#### What you need to do
Search the entries for the word "crusty". Copy every line that holds it.

Collection entries:
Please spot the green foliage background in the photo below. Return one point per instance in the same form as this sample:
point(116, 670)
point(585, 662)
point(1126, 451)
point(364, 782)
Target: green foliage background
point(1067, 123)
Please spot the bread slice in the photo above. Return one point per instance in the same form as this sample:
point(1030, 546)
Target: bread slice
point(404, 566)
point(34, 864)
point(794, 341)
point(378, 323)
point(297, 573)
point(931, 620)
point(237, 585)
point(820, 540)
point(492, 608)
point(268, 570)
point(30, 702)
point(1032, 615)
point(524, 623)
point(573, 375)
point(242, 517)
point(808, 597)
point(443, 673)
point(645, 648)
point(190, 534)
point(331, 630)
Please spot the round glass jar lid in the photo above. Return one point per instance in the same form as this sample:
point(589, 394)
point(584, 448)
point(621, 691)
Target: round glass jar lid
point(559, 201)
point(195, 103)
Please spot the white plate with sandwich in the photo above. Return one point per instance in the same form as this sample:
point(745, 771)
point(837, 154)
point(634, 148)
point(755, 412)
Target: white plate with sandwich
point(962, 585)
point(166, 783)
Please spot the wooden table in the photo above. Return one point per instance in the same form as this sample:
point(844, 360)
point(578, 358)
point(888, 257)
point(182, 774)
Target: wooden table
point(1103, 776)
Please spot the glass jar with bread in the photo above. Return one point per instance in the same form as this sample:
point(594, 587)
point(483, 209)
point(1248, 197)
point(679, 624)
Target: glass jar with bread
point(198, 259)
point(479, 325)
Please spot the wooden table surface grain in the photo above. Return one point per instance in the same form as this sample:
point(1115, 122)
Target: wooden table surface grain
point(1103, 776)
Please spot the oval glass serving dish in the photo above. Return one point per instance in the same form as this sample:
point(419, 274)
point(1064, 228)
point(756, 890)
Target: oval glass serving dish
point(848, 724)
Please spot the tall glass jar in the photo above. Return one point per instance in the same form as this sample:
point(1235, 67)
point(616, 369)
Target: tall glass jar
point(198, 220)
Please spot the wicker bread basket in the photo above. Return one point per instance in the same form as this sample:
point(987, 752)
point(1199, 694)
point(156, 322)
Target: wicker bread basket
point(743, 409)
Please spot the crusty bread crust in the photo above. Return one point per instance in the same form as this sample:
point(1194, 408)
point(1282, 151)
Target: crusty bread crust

#### Task response
Please spot the crusty bread crust in the photo above. Return one point per instance in the same form as this sample:
Target: crusty bread crust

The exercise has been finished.